> _WHAT THE EXERCISE ASKS_
Write out the records below word for word, keeping every line in its original order.

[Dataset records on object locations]
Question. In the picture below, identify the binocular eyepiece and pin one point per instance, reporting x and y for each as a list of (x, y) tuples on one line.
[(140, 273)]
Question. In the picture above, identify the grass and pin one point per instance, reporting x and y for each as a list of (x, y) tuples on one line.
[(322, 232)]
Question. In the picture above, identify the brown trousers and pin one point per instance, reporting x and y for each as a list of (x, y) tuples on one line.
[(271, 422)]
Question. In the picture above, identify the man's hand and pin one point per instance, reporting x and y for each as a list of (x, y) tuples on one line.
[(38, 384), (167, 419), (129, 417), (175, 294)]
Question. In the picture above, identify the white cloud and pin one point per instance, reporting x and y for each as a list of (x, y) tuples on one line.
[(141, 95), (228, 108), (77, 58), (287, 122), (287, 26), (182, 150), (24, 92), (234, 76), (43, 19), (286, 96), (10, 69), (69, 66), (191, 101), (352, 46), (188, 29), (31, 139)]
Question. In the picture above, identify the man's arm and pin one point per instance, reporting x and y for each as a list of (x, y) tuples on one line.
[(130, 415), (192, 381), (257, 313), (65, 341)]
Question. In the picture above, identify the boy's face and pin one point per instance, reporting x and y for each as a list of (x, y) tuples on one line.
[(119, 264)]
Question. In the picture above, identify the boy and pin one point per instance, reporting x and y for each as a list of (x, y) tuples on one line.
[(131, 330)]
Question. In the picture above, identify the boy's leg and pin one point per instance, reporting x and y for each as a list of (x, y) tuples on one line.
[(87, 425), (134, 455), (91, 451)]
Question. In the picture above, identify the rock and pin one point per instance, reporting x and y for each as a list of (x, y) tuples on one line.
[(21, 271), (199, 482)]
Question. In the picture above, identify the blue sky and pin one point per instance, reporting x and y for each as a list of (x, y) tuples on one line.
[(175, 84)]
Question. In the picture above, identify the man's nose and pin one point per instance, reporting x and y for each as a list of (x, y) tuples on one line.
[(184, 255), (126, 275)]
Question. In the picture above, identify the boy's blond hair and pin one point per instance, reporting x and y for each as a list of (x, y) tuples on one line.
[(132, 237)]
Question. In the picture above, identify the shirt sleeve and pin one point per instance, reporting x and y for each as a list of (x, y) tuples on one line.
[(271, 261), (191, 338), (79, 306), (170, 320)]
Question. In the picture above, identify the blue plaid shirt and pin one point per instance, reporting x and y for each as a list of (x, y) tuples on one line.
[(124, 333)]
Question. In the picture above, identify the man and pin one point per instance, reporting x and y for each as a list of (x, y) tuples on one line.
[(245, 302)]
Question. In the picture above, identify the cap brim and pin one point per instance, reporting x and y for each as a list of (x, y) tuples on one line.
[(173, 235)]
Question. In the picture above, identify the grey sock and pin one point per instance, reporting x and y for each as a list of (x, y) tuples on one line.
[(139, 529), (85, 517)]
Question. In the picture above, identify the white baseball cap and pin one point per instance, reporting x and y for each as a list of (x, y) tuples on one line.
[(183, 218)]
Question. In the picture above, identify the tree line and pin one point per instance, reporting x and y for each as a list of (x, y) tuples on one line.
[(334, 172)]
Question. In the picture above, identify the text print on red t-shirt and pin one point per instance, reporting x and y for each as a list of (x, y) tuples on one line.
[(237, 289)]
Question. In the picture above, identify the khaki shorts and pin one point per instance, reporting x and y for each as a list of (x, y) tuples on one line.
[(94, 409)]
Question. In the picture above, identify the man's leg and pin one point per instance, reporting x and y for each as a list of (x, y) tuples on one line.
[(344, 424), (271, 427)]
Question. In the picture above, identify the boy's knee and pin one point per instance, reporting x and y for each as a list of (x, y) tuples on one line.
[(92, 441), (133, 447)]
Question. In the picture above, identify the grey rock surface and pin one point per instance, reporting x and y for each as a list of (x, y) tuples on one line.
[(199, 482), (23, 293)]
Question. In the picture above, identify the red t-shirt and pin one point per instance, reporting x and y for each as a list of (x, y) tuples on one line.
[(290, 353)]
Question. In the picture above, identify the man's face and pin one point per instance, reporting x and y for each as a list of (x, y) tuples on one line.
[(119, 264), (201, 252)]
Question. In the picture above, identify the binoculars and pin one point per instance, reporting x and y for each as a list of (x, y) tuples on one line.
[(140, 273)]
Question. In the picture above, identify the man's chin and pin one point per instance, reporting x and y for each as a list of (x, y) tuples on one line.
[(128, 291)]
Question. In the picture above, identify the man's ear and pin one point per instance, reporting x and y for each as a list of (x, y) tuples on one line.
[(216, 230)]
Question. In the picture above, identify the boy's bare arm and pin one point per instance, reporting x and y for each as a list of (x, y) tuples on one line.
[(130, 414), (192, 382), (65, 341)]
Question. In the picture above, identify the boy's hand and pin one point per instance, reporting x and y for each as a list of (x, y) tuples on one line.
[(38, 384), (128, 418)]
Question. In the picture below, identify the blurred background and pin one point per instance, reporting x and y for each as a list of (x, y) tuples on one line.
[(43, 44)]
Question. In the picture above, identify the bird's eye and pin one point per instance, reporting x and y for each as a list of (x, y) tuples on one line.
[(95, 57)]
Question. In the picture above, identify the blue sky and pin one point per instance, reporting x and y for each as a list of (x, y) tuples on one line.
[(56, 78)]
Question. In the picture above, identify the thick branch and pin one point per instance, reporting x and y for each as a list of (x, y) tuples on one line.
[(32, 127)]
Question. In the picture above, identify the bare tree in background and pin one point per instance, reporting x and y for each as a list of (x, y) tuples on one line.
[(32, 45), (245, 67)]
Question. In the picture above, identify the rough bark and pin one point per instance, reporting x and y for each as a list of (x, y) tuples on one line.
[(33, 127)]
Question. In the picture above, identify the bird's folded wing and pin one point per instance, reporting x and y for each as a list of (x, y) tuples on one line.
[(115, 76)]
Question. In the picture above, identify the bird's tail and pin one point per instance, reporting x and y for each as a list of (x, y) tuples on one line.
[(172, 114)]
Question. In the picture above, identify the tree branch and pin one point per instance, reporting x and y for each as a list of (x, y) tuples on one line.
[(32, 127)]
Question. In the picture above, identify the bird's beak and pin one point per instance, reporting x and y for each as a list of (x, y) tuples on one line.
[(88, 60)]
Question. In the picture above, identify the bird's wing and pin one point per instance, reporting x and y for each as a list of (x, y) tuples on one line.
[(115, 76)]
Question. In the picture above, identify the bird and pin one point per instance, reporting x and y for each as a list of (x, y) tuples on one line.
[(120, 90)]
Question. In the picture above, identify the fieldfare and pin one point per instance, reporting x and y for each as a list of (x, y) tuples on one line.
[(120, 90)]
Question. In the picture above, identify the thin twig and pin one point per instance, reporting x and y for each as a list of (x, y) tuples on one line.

> _THE OUTPUT_
Question. In the picture below, identify the binocular eyepiece and pin one point per instance, reporting x and y for each as a list of (x, y) tuples on one line.
[(140, 273)]
Question. In the picture above, identify the grass and pin one point per instance, reporting x and y for each as a list of (x, y) tuples on one line.
[(322, 232)]
Question. In the picture above, identify the brown trousers and pin one point per instance, reporting x and y for each as a list of (x, y) tuples on one line.
[(271, 422)]
Question. In the picture above, identify the man's hand and pin one point per instance, reporting x and y for each as a list of (x, y) tuples on one line.
[(38, 384), (167, 419), (129, 417), (175, 294)]
Question. In the picture above, identify the white cloud and pin one point per instance, reporting x and y for each as a list of (x, y) tuples on one line.
[(141, 95), (228, 108), (77, 58), (287, 122), (287, 26), (182, 150), (24, 92), (234, 76), (43, 19), (286, 96), (10, 69), (69, 66), (191, 101), (352, 46), (188, 29), (31, 139)]
Question. In the picture above, identify the man's arm and pin one point per instance, reporting x and y for each as a list of (x, y) tuples on one line.
[(130, 415), (192, 381), (257, 313), (65, 341)]
Question. In the picture above, identify the boy's face and pin one point per instance, reporting x and y for each as a list of (x, y) tuples on one line.
[(119, 264)]
Question. In the picture above, identify the boy and pin one point per instance, reporting x and y for each as a list of (x, y) tuples on one line.
[(131, 330)]
Question. In the picture above, identify the boy's leg and pin one point per instance, reporting x and y for each as a list of (x, y) tuples on one line.
[(87, 425), (134, 455), (91, 451)]
Question. In the picture above, identify the rock and pin one point per instance, reporting x and y for each as a list of (x, y) tuples on one line.
[(21, 271), (199, 482)]
Question. In the picture above, identify the blue sky and pin one point per instance, reporting x and y for each as a list of (x, y) tuples on one line.
[(175, 84)]
Question. In the picture above, identify the man's nose and pin one point per instance, reporting x and y for each as a list of (x, y) tuples on one line.
[(184, 255), (126, 275)]
Question. In the picture above, identify the boy's blond hair and pin one point per instance, reporting x and y for each as a list of (x, y) tuples on one line.
[(132, 237)]
Question. In the picture above, identify the shirt sleeve and pin one point per instance, reporting x and y for each as a list of (x, y) tuples on one line.
[(271, 261), (191, 338), (79, 306), (170, 320)]
Question. In the picture above, identify the blue plaid shirt and pin one point per instance, reporting x and y for each as a list of (x, y) tuples on one line.
[(124, 333)]
Question. In the picture above, identify the man and pin one point per instance, reporting x and y for each as a list of (x, y) tuples on one line.
[(245, 302)]
Question. In the picture above, identify the cap brim and pin one point per instance, reporting x and y for each as a list of (x, y) tuples on one line.
[(173, 235)]
Question. In the picture above, identify the grey sock and pin one point per instance, reporting x and y for each as a list of (x, y) tuples on one line.
[(139, 529), (85, 517)]
Question. In the picture above, identify the white baseball cap and pin one point per instance, reporting x and y for each as a list of (x, y) tuples on one line.
[(183, 218)]
Question. In the picture above, identify the tree line and pin one point per instance, reporting x and y for each as a list of (x, y) tuples on one line.
[(334, 172)]
Question. In the picture above, identify the text print on red t-shirt and pin one point per instance, reporting x and y for each as a list of (x, y) tuples on one line.
[(237, 289)]
Question. In the picture above, identify the khaki shorts and pin one point per instance, reporting x and y for each as a list of (x, y) tuples on one line.
[(94, 409)]
Question. In the picture above, identify the man's leg and pin one point per instance, reporting x and y for each as a list of (x, y) tuples on one line.
[(344, 424), (271, 427)]
Question. In the picture above, identify the boy's knee and pin one point per instance, reporting x and y for each as a list of (x, y) tuples on one line.
[(92, 441), (133, 447)]
Question. In the picture above, identify the grey rock surface and pin one point per instance, reporting x and y for each as a list of (x, y) tuples on one line.
[(199, 482), (23, 293)]
Question. In the picture above, identify the red t-shirt and pin one point per instance, reporting x and y for each as a list of (x, y) tuples on one line.
[(290, 353)]
Question. In the picture above, identify the man's face and pin one point per instance, reporting x and y for each as a list of (x, y) tuples on one line.
[(119, 264), (201, 252)]
Question. In the picture above, identify the binoculars and pin one point per instance, reporting x and y for each as a list of (x, y) tuples on one line.
[(140, 273)]
Question. In the picture above, identify the man's chin and pin one point per instance, reporting x and y for each as a list of (x, y) tuples on one line.
[(128, 291)]
Question. In the picture above, identify the man's ear and pin one point per instance, reporting x and y for each as a list of (x, y) tuples on one line.
[(216, 230)]
Question. In the picture above, identify the boy's bare arm and pin one point per instance, reporting x and y for each as a list of (x, y) tuples on one line.
[(130, 414), (192, 382), (65, 341)]
Question. In the picture above, identify the boy's hand and pin one point per instance, reporting x and y for each as a list of (x, y) tuples on one line.
[(38, 384), (128, 418)]
Question. In the picture below, identify the blurred background and pin one point per instance, reporting x and y for each as a list of (x, y) tuples on one line.
[(43, 44)]
Question. In the picture above, identify the bird's eye and pin one point per instance, reporting x and y for each as a list of (x, y) tuples on one line.
[(95, 57)]
Question. In the picture above, identify the blue sky and pin one point per instance, reporting x and y for each as a list of (x, y) tuples on one line.
[(56, 78)]
Question. In the picture above, identify the thick branch and pin one point per instance, reporting x and y for each as a list of (x, y) tuples on one line.
[(32, 127)]
Question. In the picture above, identify the bare tree in background and pin one point per instance, reporting x and y for each as a list of (x, y) tuples on one line.
[(32, 45), (245, 67)]
Question. In the picture above, identify the rough bark and pin one point per instance, reporting x and y for each as a list of (x, y) tuples on one line.
[(33, 127)]
Question. In the picture above, identify the bird's folded wing and pin one point per instance, reporting x and y for each as a list of (x, y) tuples on one line.
[(115, 76)]
Question. In the picture above, identify the bird's tail and pin one point per instance, reporting x and y for each as a list of (x, y) tuples on one line.
[(172, 114)]
Question. In the picture above, identify the tree branch and pin one point per instance, reporting x and y for each as a list of (x, y) tuples on one line.
[(32, 127)]
Question. In the picture above, identify the bird's beak and pin one point per instance, reporting x and y for each as a list of (x, y) tuples on one line.
[(88, 60)]
Question. In the picture above, identify the bird's wing and pin one point per instance, reporting x and y for each as a list of (x, y) tuples on one line.
[(115, 76)]
Question. In the picture above, identify the bird and pin one point per instance, reporting x and y for each as a list of (x, y) tuples on one line.
[(120, 90)]
Question. In the picture above, identify the fieldfare and pin one point per instance, reporting x and y for each as a list of (x, y) tuples on one line.
[(120, 90)]
Question. In the picture above, identify the thin twig and pin one point per instance, reporting x and y for each as a list of (x, y) tuples on one line.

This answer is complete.